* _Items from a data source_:
+++

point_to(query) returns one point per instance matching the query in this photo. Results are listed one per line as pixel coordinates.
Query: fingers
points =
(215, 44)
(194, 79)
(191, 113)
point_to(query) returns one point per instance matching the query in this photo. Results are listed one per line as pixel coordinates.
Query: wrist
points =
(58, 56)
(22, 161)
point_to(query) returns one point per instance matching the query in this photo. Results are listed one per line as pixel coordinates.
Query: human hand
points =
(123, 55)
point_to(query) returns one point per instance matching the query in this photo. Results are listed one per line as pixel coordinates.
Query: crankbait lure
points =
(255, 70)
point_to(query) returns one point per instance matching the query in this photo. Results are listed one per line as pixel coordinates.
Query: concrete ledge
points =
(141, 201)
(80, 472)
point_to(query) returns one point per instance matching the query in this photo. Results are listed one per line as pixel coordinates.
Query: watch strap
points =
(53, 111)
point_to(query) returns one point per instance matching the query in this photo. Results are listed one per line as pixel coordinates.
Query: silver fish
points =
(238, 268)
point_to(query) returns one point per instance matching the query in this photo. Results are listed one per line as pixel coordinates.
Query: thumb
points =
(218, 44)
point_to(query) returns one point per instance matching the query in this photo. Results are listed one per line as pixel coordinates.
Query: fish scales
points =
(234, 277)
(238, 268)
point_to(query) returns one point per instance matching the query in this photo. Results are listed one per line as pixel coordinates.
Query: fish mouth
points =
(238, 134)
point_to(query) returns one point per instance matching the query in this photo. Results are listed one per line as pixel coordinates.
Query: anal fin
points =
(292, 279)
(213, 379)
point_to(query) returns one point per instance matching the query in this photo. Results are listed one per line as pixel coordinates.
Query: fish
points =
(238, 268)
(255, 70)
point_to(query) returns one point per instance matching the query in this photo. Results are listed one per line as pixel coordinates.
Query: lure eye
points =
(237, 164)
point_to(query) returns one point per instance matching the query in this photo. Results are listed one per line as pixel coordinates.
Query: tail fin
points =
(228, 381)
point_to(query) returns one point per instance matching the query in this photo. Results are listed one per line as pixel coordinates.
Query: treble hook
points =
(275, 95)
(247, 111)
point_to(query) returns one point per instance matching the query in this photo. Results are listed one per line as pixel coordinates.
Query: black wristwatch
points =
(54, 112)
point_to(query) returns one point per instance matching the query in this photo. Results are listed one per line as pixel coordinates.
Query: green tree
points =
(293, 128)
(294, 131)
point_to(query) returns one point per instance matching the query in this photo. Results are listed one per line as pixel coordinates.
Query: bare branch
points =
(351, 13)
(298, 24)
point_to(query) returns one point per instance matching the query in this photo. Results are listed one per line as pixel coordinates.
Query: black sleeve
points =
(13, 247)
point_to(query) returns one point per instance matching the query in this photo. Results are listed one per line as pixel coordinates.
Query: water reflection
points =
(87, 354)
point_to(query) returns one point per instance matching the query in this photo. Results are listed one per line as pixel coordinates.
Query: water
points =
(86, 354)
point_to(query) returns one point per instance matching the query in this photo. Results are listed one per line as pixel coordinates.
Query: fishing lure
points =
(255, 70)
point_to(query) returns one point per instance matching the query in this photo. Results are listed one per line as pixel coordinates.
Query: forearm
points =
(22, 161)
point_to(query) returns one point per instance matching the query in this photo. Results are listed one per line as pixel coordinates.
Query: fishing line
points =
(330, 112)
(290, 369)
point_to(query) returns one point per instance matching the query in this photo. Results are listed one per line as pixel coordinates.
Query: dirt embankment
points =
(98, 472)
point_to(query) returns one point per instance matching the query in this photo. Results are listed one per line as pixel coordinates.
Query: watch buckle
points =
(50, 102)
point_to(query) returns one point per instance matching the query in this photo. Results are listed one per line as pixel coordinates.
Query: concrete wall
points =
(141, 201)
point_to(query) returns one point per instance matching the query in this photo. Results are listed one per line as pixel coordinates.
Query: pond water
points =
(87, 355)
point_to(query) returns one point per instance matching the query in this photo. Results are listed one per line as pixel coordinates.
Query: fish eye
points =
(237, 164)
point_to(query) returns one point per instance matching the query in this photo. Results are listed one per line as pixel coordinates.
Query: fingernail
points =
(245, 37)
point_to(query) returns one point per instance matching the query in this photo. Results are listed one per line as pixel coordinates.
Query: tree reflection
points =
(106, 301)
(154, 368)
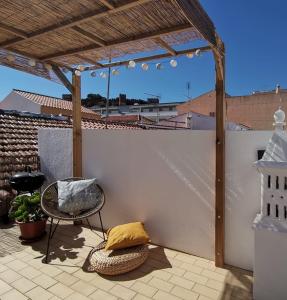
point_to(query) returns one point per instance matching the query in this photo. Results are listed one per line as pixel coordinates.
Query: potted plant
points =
(26, 211)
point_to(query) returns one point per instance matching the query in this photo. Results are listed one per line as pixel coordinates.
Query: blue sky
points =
(254, 33)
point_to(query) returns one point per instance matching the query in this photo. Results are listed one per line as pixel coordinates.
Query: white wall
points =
(16, 102)
(242, 194)
(166, 179)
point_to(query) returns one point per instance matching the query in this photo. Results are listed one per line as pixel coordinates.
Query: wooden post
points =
(220, 161)
(77, 129)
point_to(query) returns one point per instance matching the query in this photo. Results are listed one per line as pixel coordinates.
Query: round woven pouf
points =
(114, 262)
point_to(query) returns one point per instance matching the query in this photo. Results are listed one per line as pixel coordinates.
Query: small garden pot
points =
(32, 230)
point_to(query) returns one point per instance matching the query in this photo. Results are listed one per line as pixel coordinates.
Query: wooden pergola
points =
(44, 37)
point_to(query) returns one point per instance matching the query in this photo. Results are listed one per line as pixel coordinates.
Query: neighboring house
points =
(42, 104)
(129, 119)
(19, 141)
(154, 112)
(196, 121)
(255, 110)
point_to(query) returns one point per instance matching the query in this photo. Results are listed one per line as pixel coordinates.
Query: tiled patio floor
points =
(167, 274)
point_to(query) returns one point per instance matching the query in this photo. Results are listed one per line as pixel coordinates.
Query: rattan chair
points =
(49, 204)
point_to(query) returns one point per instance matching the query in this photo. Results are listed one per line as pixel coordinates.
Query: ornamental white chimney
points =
(270, 225)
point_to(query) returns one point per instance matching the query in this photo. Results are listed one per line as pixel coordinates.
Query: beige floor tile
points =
(217, 285)
(179, 281)
(102, 295)
(122, 292)
(5, 259)
(160, 295)
(66, 279)
(83, 287)
(16, 265)
(160, 284)
(50, 270)
(3, 268)
(9, 276)
(144, 289)
(44, 281)
(141, 297)
(192, 268)
(38, 293)
(29, 272)
(184, 293)
(213, 275)
(206, 291)
(23, 285)
(186, 258)
(13, 295)
(4, 287)
(60, 290)
(195, 277)
(77, 296)
(102, 283)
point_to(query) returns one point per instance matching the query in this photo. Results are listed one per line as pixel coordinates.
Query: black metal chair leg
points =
(102, 226)
(48, 243)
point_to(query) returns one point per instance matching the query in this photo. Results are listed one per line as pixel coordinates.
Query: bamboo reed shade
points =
(85, 32)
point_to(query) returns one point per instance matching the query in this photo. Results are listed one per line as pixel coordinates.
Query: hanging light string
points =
(115, 71)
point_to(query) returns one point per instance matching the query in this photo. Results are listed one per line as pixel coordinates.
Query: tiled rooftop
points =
(166, 275)
(49, 101)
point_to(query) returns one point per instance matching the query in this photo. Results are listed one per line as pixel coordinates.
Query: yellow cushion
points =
(126, 235)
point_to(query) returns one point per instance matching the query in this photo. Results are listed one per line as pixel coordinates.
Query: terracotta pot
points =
(32, 230)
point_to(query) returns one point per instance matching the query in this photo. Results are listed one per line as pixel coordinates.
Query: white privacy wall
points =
(166, 179)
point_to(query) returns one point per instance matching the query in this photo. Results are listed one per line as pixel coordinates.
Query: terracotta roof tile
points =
(49, 101)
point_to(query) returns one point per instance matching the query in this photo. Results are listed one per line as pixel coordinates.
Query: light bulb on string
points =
(93, 74)
(144, 66)
(11, 57)
(48, 67)
(132, 64)
(115, 72)
(32, 62)
(103, 75)
(173, 63)
(159, 66)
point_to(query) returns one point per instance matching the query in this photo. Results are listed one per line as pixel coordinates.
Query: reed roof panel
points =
(76, 32)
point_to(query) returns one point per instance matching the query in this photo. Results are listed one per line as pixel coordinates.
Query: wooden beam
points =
(91, 61)
(149, 58)
(77, 129)
(10, 29)
(107, 4)
(92, 15)
(89, 36)
(165, 45)
(220, 162)
(62, 78)
(141, 37)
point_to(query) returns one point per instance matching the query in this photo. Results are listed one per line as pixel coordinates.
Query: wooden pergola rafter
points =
(89, 33)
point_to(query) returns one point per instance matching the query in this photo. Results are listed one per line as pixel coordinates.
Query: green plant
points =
(25, 208)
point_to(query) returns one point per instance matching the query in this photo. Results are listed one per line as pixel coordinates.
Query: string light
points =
(11, 57)
(145, 66)
(48, 67)
(159, 66)
(103, 75)
(173, 63)
(93, 74)
(32, 62)
(115, 72)
(132, 64)
(81, 68)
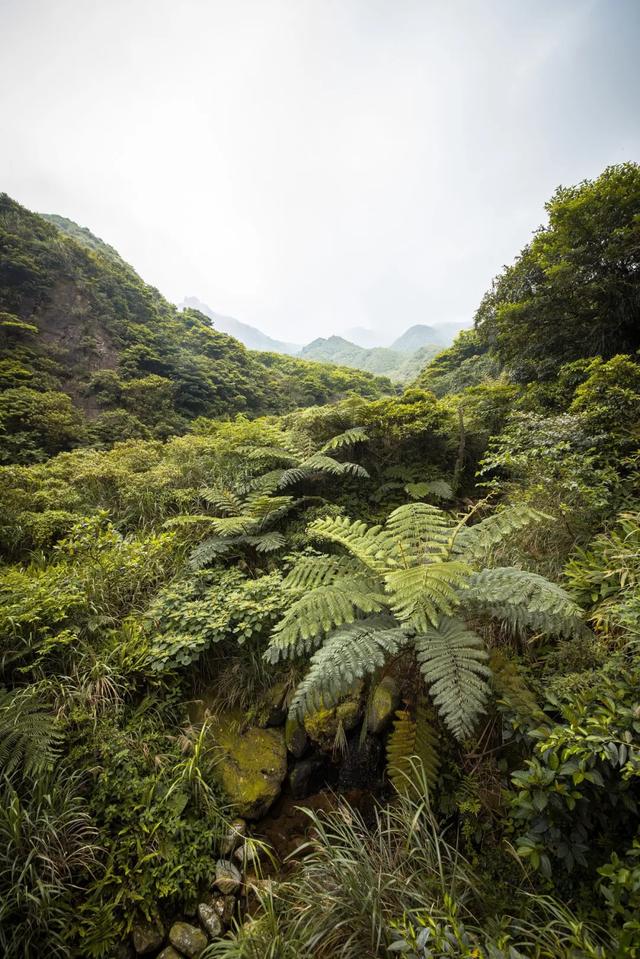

+++

* _Problem statement_:
Above are the entries; copy out every line among them that contains the word "tiled".

* _Response area_:
Query: tiled patio floor
Query: tiled rooftop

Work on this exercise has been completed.